**To do:** Reproduce word for word the part of the computer action API documentation below, starting at "Perform a mouse" and ending at "(e.g., [‘ctrl’, ‘shift’])".
--- START Source extract ---
Overview

The unified computer action API allows for granular control over all aspects of the Bytebot virtual desktop environment through a single endpoint. It replaces multiple specific endpoints with a unified interface that handles various computer actions like mouse movements, clicks, key presses, and more.

Endpoint

MethodURLDescription
POST/computer-use/computerExecute computer actions in the virtual desktop

Request Format

All requests to the unified endpoint follow this format:

{
  "action": "action_name",
  ...action-specific parameters
}

The action parameter determines which operation to perform, and the remaining parameters depend on the specific action.

Available Actions

move_mouse

Move the mouse cursor to a specific position.

Parameters:

ParameterTypeRequiredDescription
coordinatesObjectYesThe target coordinates to move to
coordinates.xNumberYesX coordinate
coordinates.yNumberYesY coordinate

Example:

{
  "action": "move_mouse",
  "coordinates": {
    "x": 100,
    "y": 200
  }
}

trace_mouse

Move the mouse along a path of coordinates.

Parameters:

ParameterTypeRequiredDescription
pathArrayYesArray of coordinate objects for the mouse path
path[].xNumberYesX coordinate for each point in the path
path[].yNumberYesY coordinate for each point in the path
holdKeysArrayNoKeys to hold while moving along the path

Example:

{
  "action": "trace_mouse",
  "path": [
    { "x": 100, "y": 100 },
    { "x": 150, "y": 150 },
    { "x": 200, "y": 200 }
  ],
  "holdKeys": ["shift"]
}

click_mouse

Perform a mouse click at the current or specified position.

Parameters:

ParameterTypeRequiredDescription
coordinatesObjectNoThe coordinates to click (uses current if omitted)
coordinates.xNumberYes*X coordinate
coordinates.yNumberYes*Y coordinate
buttonStringYesMouse button: ‘left’, ‘right’, or ‘middle’
numClicksNumberNoNumber of clicks (default: 1)
holdKeysArrayNoKeys to hold while clicking (e.g., [‘ctrl’, ‘shift’])

Example:

{
  "action": "click_mouse",
  "coordinates": {
    "x": 150,
    "y": 250
  },
  "button": "left",
  "numClicks": 2
}

press_mouse

Press or release a mouse button at the current or specified position.

Parameters:

ParameterTypeRequiredDescription
coordinatesObjectNoThe coordinates to press/release (uses current if omitted)
coordinates.xNumberYes*X coordinate
coordinates.yNumberYes*Y coordinate
buttonStringYesMouse button: ‘left’, ‘right’, or ‘middle’
pressStringYesAction: ‘up’ or ‘down’

Example:

{
  "action": "press_mouse",
  "coordinates": {
    "x": 150,
    "y": 250
  },
  "button": "left",
  "press": "down"
}

drag_mouse

Click and drag the mouse from one point to another.
--- END Source extract ---
--- START Rows ---
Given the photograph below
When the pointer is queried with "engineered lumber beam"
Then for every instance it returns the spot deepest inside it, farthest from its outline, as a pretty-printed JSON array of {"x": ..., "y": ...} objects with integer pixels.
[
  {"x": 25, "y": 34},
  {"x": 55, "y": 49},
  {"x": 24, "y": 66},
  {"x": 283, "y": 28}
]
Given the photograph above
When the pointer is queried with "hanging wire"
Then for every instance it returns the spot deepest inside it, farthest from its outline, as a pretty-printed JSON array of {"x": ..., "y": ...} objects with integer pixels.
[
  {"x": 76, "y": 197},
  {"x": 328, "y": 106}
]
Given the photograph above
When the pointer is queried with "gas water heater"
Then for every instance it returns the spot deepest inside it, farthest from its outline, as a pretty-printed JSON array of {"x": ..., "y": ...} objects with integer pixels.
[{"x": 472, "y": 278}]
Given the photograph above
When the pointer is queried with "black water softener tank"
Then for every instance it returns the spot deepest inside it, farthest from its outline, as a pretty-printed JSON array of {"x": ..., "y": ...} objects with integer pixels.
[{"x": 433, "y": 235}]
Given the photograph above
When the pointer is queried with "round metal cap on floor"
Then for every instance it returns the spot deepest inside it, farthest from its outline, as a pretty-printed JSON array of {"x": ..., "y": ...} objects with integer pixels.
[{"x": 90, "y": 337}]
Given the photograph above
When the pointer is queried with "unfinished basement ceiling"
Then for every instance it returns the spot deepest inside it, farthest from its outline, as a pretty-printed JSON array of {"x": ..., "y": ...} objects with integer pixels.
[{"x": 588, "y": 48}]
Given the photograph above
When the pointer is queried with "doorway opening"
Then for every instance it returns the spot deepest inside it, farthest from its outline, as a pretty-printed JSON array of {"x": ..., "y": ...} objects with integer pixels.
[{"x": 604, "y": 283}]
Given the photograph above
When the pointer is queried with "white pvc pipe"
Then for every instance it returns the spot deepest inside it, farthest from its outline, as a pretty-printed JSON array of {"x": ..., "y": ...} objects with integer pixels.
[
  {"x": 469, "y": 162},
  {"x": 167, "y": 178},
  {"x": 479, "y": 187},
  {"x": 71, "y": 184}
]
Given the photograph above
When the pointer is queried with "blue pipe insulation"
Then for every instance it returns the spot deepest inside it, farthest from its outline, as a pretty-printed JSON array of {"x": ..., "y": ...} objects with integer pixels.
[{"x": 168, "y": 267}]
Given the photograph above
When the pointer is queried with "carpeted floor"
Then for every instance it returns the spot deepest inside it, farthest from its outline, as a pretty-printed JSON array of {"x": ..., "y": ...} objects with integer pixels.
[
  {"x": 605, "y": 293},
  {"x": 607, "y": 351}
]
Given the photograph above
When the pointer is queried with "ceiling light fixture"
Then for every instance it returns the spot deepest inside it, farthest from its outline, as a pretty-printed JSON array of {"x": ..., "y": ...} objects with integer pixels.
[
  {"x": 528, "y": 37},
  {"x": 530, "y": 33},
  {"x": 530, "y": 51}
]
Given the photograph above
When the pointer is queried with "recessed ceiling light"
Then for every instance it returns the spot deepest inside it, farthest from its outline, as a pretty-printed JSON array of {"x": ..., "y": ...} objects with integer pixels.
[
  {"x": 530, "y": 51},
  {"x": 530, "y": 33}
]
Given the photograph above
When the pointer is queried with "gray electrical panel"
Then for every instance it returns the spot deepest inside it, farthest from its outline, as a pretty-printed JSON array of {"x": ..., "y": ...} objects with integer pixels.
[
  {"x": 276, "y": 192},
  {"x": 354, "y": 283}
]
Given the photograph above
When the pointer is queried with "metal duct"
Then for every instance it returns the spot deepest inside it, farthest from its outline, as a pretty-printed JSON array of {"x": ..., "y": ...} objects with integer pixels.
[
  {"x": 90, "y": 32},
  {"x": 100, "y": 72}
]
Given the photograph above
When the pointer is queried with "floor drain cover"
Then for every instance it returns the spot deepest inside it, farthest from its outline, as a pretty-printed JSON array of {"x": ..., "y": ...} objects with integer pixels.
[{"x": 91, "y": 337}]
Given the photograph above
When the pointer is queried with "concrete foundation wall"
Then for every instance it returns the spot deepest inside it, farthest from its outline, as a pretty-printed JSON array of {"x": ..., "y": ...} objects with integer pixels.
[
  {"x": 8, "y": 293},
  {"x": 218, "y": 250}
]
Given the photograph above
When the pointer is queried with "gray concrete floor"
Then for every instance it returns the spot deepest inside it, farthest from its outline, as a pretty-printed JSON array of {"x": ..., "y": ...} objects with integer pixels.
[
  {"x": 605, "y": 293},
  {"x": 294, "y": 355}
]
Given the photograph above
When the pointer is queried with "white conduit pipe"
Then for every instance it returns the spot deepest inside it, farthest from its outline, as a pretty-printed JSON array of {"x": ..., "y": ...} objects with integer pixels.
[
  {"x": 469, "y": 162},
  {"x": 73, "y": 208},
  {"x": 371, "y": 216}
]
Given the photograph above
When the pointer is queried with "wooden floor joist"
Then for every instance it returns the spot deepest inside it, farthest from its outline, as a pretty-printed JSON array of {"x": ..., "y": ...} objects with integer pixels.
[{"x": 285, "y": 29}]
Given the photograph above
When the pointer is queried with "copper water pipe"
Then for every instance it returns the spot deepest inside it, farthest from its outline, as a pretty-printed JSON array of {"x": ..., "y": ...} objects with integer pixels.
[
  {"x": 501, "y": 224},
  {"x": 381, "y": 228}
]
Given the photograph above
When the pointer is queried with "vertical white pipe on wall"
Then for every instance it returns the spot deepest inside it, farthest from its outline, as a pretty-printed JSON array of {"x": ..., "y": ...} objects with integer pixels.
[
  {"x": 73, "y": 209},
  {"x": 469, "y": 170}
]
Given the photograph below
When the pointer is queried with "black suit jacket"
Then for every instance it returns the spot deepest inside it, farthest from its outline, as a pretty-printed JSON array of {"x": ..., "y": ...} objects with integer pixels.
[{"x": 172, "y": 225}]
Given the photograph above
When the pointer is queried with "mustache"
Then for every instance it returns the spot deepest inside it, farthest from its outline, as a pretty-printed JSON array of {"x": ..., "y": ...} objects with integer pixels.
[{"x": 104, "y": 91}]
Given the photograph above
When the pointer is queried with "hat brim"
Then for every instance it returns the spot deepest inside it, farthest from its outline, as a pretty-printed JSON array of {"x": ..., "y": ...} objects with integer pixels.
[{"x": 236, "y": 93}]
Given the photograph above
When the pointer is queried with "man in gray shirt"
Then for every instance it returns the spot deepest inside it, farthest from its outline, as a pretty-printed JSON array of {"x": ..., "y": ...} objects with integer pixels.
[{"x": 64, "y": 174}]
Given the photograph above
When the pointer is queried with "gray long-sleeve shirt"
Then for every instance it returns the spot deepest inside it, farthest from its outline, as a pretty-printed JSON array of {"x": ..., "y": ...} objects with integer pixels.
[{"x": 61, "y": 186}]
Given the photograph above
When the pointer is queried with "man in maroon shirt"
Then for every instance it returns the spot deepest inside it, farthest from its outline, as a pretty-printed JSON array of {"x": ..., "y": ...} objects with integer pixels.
--- END Rows ---
**Expected answer:**
Perform a mouse click at the current or specified position.

Parameters:

ParameterTypeRequiredDescription
coordinatesObjectNoThe coordinates to click (uses current if omitted)
coordinates.xNumberYes*X coordinate
coordinates.yNumberYes*Y coordinate
buttonStringYesMouse button: ‘left’, ‘right’, or ‘middle’
numClicksNumberNoNumber of clicks (default: 1)
holdKeysArrayNoKeys to hold while clicking (e.g., [‘ctrl’, ‘shift’])